O que fazer -
a. Segundo o texto, que tipo de câncer Tony Bellotto enfrenta hoje?
b. No texto, pegue o trecho que começa com as palavras "Será que, ao" e termina com "é o mínimo." e reescreva-o trocando "empatia" por "compaixão".

Texto dado -
--- --- ---

Se Juliana Marins “assumiu o risco” ao viver sua paixão pela natureza, seu pai teria assumido o risco de um câncer quando transformou uísque em rotina? A frieza foi seletiva. Diferente de você, eu lamento e torço demais pelo seu pai.
Causou indignação a publicação de um dos filhos da atriz Malu Mader e do músico Tony Bellotto, fria e indiretamente sobre a morte de Juliana Marins, brasileira que perdeu a vida de forma trágica em um vulcão na Ásia. Segundo ele, não há por que lamentar, já que Juliana “assumiu o risco”. A fala, além de desumana, revela uma soberba incompatível com qualquer traço de empatia ou maturidade. Pois bem: se é para falar de riscos, então vamos falar seriamente sobre riscos, MAS TODOS ELES!
O pai do autor dessa opinião impiedosa deu, certa vez, uma entrevista lembrando seus tempos de excesso: disse que, nos anos áureos, tomava uísque como quem toma café. Uma garrafa era rotina. Essa mesma rotina, segundo os próprios relatos, deixou marcas profundas em sua saúde. Hoje, Tony Bellotto enfrenta um câncer no pâncreas, um dos mais letais e difíceis de tratar. Ninguém em sã consciência desejaria algo ruim a ele. Mas se seguirmos a lógica gélida do filho, teríamos que simplesmente cruzar os braços e dizer: ele também assumiu os riscos. Não é? Pelo seu pai, você lamenta?
O problema de discursos como o desse rapaz não é apenas a frieza: é a total incapacidade de se colocar no lugar do outro. Quem fala da morte de uma mulher como quem comenta um lance de futebol, desprovido de emoção, ignora que a vida é feita de escolhas e riscos o tempo todo. Juliana amava a natureza, a liberdade, as viagens. Viver intensamente não é um erro: é uma escolha legítima. Assim como foi uma escolha viver de excessos nos anos 80 e 90, em festas regadas a álcool, cigarro e muitas, MUITAS DROGAS! A diferença é que, para algumas pessoas, a empatia parece ser um privilégio que se reserva apenas à própria família.
Será que, ao ver o pai em tratamento, lidando com uma doença tão dura, esse jovem teria coragem de escutar alguém dizer: “Não tenho pena. Ele sabia dos riscos”? Provavelmente não. Sentiria dor, revolta, injustiça. Pois é exatamente isso que muitos sentiram ao ler seu comentário sobre Juliana Marins. Não se trata de pedir que ele chore, mas que respeite. Que entenda que a empatia não é um favor: é o mínimo.
Se falta maturidade para compreender isso, que ao menos reste a vergonha. Porque a internet até esquece, mas o tempo cobra. E talvez, um dia, quando os papéis se inverterem, como inevitavelmente se invertem, ele perceba que não há escudo mais frágil do que o da arrogância revestida de racionalidade. E que, diante da morte, o que se espera de qualquer ser humano é, no mínimo, lamento e respeito.

--- --- ---

Dados registrados -
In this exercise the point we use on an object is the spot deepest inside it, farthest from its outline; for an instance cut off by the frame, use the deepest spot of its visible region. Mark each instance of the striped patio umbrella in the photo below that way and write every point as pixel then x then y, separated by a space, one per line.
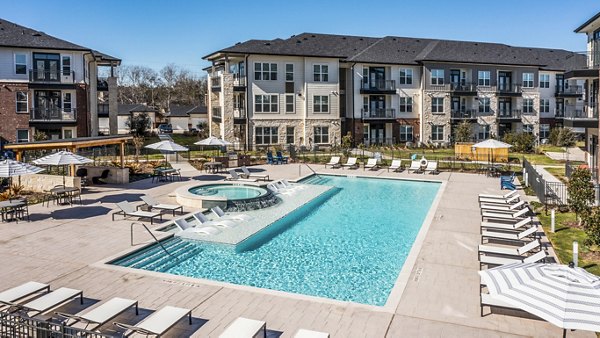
pixel 568 297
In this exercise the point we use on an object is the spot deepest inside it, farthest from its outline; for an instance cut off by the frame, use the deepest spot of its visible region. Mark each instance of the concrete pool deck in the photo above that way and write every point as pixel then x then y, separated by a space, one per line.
pixel 63 245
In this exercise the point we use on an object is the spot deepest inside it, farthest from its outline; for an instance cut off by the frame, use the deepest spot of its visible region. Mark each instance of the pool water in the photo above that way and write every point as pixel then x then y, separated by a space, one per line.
pixel 349 244
pixel 231 192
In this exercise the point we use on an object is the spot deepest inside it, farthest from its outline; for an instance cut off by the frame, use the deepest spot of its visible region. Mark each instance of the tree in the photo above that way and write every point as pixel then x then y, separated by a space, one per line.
pixel 581 192
pixel 463 132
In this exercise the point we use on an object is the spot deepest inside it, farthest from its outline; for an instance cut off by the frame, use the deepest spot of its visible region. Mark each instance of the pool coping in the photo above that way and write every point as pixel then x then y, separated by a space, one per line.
pixel 392 302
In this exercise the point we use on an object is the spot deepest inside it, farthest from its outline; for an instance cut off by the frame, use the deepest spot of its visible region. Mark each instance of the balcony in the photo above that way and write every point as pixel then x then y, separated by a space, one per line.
pixel 378 87
pixel 379 113
pixel 53 114
pixel 571 91
pixel 51 76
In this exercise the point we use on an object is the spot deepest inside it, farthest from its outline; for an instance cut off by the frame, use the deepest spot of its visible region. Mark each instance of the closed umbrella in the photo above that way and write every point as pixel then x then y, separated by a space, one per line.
pixel 568 297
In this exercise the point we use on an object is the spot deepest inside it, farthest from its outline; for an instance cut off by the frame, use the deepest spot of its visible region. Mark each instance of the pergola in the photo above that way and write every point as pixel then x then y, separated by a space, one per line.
pixel 71 145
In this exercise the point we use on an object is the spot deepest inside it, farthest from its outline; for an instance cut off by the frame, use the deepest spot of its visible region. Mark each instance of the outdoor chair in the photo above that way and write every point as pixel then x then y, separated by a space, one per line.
pixel 158 322
pixel 103 176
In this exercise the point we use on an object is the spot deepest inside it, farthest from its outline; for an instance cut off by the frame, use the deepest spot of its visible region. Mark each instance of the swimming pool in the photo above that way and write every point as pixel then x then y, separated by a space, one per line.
pixel 348 244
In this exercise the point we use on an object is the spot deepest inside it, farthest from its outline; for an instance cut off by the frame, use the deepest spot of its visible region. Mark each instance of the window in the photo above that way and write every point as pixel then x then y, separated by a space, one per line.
pixel 22 135
pixel 265 71
pixel 437 104
pixel 437 77
pixel 265 104
pixel 66 65
pixel 20 63
pixel 321 73
pixel 406 133
pixel 405 76
pixel 544 105
pixel 544 80
pixel 320 104
pixel 289 103
pixel 406 104
pixel 484 105
pixel 544 131
pixel 527 80
pixel 483 78
pixel 289 135
pixel 265 135
pixel 321 135
pixel 528 106
pixel 289 72
pixel 437 133
pixel 22 102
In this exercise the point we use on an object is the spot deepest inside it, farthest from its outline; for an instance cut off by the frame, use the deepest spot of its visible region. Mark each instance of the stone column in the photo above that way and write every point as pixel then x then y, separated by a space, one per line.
pixel 113 106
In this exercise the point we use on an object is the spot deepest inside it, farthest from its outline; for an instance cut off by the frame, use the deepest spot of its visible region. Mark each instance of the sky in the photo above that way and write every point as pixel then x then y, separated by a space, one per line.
pixel 155 33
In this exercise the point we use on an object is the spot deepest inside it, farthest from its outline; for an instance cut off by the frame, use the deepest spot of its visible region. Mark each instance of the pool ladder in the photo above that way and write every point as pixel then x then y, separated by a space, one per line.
pixel 151 234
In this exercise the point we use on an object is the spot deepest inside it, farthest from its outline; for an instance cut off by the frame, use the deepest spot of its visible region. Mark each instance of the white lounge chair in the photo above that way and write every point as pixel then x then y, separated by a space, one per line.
pixel 415 166
pixel 248 174
pixel 245 328
pixel 494 260
pixel 187 227
pixel 101 314
pixel 159 322
pixel 395 166
pixel 127 210
pixel 334 162
pixel 221 215
pixel 303 333
pixel 154 204
pixel 351 163
pixel 508 251
pixel 12 295
pixel 50 301
pixel 236 177
pixel 371 164
pixel 509 216
pixel 431 167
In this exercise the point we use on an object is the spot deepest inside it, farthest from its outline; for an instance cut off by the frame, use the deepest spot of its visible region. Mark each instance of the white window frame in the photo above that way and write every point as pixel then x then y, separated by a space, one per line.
pixel 406 76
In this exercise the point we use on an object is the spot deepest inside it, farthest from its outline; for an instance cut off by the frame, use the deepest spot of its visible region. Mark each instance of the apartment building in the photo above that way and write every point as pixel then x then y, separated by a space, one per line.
pixel 587 117
pixel 52 86
pixel 311 89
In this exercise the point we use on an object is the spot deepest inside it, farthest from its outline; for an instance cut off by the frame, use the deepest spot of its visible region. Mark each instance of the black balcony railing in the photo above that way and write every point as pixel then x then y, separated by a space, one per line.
pixel 379 113
pixel 53 114
pixel 379 85
pixel 51 76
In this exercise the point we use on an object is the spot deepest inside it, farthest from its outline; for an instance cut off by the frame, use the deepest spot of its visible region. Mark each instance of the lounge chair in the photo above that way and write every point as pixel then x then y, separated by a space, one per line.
pixel 508 216
pixel 508 251
pixel 152 203
pixel 14 294
pixel 334 162
pixel 222 216
pixel 245 328
pixel 187 227
pixel 371 164
pixel 248 174
pixel 431 167
pixel 395 166
pixel 222 223
pixel 503 197
pixel 127 210
pixel 236 177
pixel 159 322
pixel 303 333
pixel 50 301
pixel 351 163
pixel 101 314
pixel 494 260
pixel 415 166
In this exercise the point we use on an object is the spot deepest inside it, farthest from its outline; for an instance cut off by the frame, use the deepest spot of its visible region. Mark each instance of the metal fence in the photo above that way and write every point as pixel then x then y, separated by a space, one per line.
pixel 21 326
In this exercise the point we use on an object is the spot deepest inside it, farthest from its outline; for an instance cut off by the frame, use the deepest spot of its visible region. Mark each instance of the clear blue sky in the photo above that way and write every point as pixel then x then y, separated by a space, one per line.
pixel 154 33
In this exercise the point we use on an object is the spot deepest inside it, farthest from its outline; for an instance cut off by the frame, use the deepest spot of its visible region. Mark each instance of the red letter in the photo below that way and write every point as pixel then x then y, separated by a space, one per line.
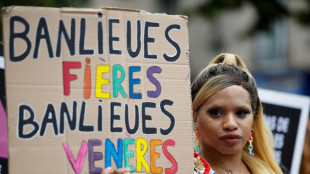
pixel 174 167
pixel 87 85
pixel 78 163
pixel 67 77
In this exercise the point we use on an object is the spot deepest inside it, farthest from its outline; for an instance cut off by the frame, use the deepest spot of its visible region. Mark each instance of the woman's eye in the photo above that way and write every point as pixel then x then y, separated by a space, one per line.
pixel 215 112
pixel 242 113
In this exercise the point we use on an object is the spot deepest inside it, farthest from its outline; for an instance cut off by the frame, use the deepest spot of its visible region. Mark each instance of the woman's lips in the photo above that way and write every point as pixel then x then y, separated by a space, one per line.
pixel 231 139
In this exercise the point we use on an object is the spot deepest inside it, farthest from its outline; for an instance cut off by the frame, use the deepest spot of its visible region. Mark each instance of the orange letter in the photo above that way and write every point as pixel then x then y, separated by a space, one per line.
pixel 155 155
pixel 174 167
pixel 140 155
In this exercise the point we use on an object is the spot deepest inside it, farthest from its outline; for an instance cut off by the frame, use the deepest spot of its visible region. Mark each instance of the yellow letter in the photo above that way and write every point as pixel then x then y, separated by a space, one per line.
pixel 155 155
pixel 100 81
pixel 140 155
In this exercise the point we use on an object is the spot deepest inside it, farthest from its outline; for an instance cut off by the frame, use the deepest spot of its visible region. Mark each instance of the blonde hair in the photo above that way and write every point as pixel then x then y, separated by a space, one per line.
pixel 226 70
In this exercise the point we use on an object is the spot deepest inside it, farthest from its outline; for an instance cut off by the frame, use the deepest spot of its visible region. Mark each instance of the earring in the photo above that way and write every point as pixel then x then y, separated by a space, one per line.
pixel 250 147
pixel 197 144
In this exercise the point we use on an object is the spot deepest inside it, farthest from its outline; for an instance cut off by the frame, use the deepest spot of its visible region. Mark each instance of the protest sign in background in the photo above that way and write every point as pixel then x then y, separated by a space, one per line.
pixel 93 88
pixel 287 117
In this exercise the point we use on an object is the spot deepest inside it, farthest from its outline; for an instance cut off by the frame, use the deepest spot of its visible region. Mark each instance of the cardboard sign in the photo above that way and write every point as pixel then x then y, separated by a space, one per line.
pixel 287 117
pixel 93 88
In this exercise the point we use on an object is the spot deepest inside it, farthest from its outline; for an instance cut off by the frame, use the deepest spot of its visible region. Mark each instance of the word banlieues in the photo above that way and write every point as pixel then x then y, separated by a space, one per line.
pixel 28 126
pixel 69 30
pixel 122 155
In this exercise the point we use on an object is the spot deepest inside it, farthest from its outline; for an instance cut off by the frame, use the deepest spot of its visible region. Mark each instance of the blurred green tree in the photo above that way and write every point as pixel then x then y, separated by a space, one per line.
pixel 42 3
pixel 268 11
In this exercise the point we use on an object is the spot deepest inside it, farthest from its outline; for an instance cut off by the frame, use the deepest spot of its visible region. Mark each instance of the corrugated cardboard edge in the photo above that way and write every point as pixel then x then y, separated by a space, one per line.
pixel 8 9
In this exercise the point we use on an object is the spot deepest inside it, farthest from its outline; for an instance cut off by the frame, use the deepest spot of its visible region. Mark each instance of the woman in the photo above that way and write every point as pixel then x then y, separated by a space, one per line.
pixel 231 134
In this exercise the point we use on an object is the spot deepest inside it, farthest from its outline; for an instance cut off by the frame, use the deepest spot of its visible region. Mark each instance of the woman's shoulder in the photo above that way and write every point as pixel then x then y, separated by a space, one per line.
pixel 201 165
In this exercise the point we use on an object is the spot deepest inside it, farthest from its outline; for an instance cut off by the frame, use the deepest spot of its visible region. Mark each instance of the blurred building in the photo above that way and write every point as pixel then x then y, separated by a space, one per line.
pixel 279 59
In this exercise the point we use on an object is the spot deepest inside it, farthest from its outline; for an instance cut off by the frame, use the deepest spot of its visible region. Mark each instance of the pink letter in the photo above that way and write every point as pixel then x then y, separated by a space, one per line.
pixel 67 77
pixel 78 163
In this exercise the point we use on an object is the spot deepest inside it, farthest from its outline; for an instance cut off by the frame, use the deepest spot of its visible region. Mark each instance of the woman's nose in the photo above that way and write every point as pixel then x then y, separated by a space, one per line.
pixel 230 122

--- --- ---

Respostas por item -
a. Um câncer no pâncreas.

b.
Será que, ao ver o pai em tratamento, lidando com uma doença tão dura, esse jovem teria coragem de escutar alguém dizer: “Não tenho pena. Ele sabia dos riscos”? Provavelmente não. Sentiria dor, revolta, injustiça. Pois é exatamente isso que muitos sentiram ao ler seu comentário sobre Juliana Marins. Não se trata de pedir que ele chore, mas que respeite. Que entenda que a compaixão não é um favor: é o mínimo.